[Records from the dataset]

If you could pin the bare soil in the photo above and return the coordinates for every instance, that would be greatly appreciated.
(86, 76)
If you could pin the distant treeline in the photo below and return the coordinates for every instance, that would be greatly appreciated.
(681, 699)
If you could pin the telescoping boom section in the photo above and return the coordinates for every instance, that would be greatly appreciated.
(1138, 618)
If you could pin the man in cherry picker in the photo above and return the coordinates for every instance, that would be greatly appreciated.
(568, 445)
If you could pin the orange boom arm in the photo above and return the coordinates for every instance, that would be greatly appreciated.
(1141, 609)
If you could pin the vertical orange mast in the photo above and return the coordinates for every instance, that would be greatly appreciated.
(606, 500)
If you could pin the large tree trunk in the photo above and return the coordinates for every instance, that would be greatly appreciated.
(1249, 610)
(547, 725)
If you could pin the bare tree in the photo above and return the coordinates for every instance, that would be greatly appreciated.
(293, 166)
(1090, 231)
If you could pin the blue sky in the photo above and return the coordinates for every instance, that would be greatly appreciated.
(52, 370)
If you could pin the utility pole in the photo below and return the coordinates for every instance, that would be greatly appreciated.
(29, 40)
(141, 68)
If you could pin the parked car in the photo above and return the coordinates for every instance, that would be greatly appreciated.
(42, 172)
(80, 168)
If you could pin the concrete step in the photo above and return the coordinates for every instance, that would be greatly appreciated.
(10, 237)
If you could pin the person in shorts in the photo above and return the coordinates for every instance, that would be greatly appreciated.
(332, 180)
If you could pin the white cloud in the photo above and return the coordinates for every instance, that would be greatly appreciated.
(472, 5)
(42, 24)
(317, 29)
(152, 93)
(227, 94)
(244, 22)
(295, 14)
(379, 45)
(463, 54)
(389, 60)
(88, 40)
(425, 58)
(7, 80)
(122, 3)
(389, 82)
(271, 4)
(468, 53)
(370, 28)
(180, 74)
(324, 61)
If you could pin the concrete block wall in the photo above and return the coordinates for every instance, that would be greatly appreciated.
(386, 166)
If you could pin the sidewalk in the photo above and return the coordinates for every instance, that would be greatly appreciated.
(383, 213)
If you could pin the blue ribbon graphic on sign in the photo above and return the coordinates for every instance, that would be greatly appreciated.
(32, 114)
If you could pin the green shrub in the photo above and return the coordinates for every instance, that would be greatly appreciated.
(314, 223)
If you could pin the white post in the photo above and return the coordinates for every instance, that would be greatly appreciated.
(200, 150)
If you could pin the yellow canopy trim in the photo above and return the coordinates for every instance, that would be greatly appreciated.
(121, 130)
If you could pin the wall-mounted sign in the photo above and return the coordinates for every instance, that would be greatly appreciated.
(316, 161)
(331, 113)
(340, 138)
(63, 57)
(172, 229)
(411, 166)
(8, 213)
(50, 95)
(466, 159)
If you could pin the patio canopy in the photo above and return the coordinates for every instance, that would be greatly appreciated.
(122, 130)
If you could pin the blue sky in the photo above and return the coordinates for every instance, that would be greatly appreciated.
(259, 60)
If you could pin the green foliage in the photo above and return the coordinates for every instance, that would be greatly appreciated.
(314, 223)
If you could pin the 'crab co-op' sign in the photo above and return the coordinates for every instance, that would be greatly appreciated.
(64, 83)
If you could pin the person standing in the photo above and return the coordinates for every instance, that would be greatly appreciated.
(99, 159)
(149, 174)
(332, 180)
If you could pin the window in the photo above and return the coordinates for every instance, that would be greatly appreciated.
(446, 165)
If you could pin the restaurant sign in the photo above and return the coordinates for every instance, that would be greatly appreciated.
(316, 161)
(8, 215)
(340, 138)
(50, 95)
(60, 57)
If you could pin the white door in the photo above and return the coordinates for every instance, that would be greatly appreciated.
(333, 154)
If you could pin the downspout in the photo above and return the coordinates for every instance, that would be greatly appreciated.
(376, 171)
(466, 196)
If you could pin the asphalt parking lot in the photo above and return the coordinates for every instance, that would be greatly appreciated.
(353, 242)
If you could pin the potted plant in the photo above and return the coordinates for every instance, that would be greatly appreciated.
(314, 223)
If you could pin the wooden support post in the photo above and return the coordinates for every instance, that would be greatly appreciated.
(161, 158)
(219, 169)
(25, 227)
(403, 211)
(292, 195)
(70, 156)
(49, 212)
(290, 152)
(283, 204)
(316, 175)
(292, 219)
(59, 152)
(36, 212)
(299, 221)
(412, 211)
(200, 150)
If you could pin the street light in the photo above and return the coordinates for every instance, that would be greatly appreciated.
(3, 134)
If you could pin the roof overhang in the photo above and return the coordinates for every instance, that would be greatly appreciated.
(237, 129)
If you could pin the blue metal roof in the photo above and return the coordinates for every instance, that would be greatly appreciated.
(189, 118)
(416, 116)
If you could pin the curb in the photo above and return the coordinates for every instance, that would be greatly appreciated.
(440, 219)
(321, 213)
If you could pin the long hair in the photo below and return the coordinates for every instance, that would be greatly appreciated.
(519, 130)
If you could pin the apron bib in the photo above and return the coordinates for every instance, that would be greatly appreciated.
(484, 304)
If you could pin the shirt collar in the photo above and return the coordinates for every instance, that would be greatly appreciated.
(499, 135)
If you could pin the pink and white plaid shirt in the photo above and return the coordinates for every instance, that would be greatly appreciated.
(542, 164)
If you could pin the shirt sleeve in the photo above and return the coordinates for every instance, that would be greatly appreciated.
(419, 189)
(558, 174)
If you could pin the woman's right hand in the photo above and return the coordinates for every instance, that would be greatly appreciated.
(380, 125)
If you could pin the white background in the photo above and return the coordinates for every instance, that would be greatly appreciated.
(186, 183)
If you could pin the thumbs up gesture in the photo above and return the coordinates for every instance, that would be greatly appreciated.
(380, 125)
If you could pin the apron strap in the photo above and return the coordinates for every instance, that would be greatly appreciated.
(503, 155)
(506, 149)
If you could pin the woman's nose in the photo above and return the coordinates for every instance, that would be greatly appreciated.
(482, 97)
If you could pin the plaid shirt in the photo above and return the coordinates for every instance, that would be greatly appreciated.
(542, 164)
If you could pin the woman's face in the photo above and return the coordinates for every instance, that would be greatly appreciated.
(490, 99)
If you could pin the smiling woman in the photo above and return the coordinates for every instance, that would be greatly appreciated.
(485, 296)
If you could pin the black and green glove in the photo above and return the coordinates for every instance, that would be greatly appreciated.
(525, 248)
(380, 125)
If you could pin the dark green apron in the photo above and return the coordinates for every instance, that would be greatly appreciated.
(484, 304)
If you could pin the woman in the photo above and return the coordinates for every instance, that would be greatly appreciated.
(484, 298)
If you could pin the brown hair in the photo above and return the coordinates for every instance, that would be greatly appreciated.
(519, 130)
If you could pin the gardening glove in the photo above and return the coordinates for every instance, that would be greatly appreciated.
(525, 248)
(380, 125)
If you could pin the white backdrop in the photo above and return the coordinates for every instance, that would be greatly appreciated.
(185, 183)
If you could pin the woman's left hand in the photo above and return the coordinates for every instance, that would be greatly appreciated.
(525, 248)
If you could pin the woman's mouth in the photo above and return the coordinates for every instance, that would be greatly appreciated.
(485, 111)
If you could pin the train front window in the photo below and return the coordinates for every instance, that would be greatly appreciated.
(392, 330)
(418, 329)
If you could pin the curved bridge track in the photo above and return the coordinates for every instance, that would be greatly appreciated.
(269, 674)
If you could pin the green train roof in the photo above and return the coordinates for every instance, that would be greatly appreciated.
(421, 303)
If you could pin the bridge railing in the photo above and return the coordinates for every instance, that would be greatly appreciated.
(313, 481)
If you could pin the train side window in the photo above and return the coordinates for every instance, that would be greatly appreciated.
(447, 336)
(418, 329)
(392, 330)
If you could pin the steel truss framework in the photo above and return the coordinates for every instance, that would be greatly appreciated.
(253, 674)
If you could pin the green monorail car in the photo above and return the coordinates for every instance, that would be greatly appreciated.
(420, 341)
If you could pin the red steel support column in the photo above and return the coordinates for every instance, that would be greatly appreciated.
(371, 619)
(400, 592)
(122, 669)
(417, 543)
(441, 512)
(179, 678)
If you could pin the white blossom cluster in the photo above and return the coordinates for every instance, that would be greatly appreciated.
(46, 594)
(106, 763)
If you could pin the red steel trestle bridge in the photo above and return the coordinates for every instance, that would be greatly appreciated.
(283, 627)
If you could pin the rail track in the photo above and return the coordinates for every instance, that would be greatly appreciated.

Given task:
Convert the lines of the items above, from the very first line up to and including the line with "(1141, 609)", into a numbered list, leaving out any blank lines.

Exercise response:
1. If you could pin the bare soil in the photo above and return the coordinates for every instance, that would be greatly appreciated.
2. (86, 76)
3. If you could pin the distant treeline in the photo below and return the coordinates for every instance, that would be greatly appreciated.
4. (681, 699)
5. If you could pin the telescoping boom section in the photo above and return the coordinates for every instance, that would be greatly appreciated.
6. (1138, 618)
7. If you could pin the man in cherry picker in the photo above and return the coordinates for every instance, that would be greatly appreciated.
8. (568, 445)
9. If you could pin the orange boom arm in the photo above and return the coordinates for every instance, that would be greatly appreciated.
10. (1141, 609)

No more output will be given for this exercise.